• _Page excerpt_:
(begin)

To the extent that these recent events drive sustained lower energy commodity
prices, it will negatively impact our future results of operations and cash flow
from operations and could result in a further reduction in capital expenditures.
These impacts could also include the future nonperformance of counterparties or
impairments of goodwill and long-lived assets. In addition, the overall decline
in equity markets in 2008 has negatively impacted our employee benefit plan
assets and will likely increase expense in future periods. (See Note 7 of Notes
to Consolidated Financial Statements.)
Company Outlook
Our plan for 2008 has been focused on disciplined growth. Our plans for the
remainder of 2008 and into 2009 have been adjusted in light of lower energy
commodity prices and the disruption in the financial markets. At present, we
intend to continue our disciplined growth, but the level of our future
investment will be adjusted as required to maintain adequate liquidity. Our
objectives include continuing to improve EVA® and invest in our businesses in a
way that meets customer needs and enhances our competitive position:
• Continue to increase natural gas production and reserves;
• Increase the scale of our gathering and processing business in key growth basins;
• Continue to invest in expansion projects on our interstate natural gas pipelines.
Potential risks and/or obstacles that could prevent us from achieving these
objectives include:
• Availability of capital;
• Counterparty credit and performance risk;
• Volatility of commodity prices;
• Lower than expected levels of cash flow from operations;
• Decreased drilling success at Exploration & Production;
• Decreased drilling success or abandonment of projects by third parties served by Midstream and Gas Pipeline;
Management's Discussion and Analysis (Continued)
• General economic, financial markets, or industry downturn;
• Changes in the current political and regulatory environment;
• Exposure associated with our efforts to resolve regulatory and litigation issues (see Note 12 of Notes to Consolidated Financial Statements).
We continue to address these risks through utilization of commodity hedging
strategies, focused efforts to resolve regulatory issues and litigation claims,
disciplined investment strategies, and maintaining at least $1 billion in
liquidity from cash and cash equivalents and unused revolving credit facilities.
In addition, we utilize master netting agreements and collateral requirements
with our counterparties.

(end)

• _Problems to solve_:
A - In the company outlook excerpt, what minimum amount of liquidity does the company say it maintains from cash and cash equivalents and unused revolving credit facilities?
B - Reproduce the part of the company outlook excerpt starting with "To the extent" and going on through "in capital expenditures.".
Answer using only the text above.

(A few records)
(begin)

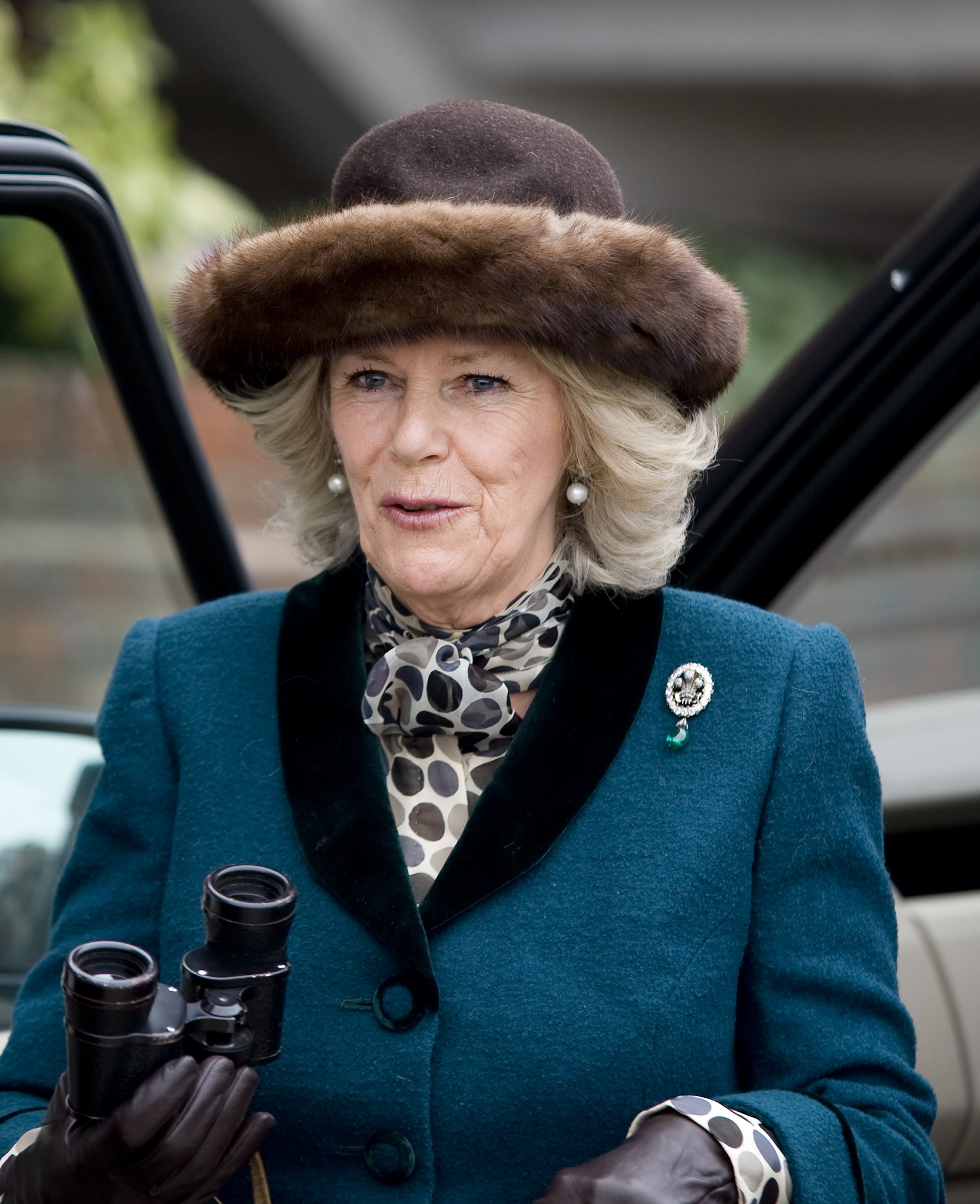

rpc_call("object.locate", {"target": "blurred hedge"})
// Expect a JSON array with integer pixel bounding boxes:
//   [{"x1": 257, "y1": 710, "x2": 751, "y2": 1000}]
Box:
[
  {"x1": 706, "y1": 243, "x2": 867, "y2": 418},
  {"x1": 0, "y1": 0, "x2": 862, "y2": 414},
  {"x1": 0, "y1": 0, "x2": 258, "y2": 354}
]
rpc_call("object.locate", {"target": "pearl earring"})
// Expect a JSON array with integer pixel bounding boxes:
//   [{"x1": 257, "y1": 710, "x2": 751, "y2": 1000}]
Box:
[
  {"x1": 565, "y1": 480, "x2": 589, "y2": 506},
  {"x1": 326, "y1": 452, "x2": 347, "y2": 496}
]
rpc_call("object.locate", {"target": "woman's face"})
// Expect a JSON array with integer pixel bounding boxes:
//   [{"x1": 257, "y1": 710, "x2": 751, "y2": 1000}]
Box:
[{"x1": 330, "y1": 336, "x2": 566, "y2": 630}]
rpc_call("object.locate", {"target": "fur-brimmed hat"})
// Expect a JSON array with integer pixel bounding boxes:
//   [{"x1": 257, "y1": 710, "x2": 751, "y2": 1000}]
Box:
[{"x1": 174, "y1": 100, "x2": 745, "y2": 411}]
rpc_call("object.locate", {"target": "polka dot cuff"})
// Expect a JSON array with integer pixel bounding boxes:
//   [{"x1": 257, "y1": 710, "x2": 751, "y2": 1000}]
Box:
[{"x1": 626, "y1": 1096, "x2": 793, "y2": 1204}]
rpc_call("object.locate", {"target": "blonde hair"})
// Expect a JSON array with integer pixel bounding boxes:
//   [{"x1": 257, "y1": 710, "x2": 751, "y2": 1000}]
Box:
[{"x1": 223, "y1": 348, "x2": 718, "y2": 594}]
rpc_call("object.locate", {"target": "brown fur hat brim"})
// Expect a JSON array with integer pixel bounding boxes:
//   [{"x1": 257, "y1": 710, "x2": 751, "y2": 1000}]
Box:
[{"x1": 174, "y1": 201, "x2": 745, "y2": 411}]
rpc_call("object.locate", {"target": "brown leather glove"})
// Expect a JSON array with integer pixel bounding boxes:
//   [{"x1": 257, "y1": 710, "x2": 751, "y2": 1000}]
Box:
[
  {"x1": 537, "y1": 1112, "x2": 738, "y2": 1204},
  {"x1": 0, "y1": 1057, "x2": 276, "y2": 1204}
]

(end)
(begin)

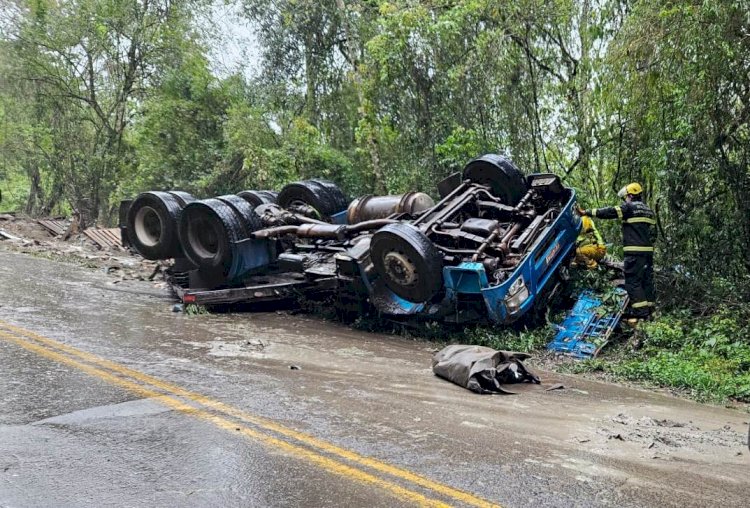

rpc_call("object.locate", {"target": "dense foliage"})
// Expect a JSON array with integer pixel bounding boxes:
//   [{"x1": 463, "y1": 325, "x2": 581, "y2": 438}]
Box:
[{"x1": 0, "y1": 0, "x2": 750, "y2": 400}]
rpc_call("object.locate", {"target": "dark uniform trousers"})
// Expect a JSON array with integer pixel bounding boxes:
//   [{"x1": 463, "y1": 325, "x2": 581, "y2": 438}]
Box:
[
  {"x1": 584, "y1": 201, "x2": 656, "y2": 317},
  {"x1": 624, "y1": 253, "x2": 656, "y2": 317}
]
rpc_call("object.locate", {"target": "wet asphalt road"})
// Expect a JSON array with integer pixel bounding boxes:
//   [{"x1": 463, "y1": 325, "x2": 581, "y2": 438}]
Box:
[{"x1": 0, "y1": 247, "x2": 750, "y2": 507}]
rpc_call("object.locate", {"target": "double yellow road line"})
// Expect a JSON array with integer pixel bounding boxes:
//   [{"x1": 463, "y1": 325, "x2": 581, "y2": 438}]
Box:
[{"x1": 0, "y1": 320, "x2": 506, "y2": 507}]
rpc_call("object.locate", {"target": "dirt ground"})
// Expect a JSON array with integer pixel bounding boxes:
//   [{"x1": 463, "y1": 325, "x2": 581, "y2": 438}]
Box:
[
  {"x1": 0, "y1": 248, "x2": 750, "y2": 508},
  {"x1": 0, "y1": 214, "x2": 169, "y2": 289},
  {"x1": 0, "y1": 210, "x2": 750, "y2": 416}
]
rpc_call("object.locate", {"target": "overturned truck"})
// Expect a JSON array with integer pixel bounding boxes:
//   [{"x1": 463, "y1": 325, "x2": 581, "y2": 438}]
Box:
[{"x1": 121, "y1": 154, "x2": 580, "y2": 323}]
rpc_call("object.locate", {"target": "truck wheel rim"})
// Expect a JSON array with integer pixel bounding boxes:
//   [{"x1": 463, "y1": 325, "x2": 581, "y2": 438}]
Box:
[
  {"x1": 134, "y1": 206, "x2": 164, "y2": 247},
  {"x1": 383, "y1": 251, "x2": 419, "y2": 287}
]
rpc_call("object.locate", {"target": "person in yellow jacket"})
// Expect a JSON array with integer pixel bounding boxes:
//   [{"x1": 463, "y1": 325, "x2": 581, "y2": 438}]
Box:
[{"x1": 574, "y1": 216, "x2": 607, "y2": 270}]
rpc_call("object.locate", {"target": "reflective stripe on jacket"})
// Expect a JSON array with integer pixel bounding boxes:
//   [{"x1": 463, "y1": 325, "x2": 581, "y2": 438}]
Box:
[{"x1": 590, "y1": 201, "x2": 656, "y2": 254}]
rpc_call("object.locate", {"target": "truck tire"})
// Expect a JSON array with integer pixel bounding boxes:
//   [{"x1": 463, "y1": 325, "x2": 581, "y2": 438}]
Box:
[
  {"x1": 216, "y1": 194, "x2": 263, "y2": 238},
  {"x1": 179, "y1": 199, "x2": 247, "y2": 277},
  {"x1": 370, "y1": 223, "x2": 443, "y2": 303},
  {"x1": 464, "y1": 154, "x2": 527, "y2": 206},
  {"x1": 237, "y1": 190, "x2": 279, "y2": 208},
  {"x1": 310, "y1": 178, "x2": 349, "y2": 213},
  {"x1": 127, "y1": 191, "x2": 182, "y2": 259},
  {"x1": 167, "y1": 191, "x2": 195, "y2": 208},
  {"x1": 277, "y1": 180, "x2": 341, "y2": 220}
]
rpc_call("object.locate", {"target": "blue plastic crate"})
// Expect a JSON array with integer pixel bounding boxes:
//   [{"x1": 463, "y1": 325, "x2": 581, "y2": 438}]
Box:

(end)
(begin)

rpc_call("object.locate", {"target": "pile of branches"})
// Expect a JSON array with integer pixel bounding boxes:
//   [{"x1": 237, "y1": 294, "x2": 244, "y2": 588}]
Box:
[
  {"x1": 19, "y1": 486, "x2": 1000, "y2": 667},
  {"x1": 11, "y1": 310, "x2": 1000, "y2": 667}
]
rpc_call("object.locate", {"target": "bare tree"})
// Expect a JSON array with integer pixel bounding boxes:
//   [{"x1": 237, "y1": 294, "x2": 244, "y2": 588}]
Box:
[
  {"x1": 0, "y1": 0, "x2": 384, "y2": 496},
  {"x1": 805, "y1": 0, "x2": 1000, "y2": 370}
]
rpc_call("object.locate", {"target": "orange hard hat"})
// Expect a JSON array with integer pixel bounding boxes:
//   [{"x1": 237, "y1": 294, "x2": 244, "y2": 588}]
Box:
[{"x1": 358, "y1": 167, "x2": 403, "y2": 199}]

(end)

• _Complete answers_:
A - At least $1 billion.

B -
To the extent that these recent events drive sustained lower energy commodity
prices, it will negatively impact our future results of operations and cash flow
from operations and could result in a further reduction in capital expenditures.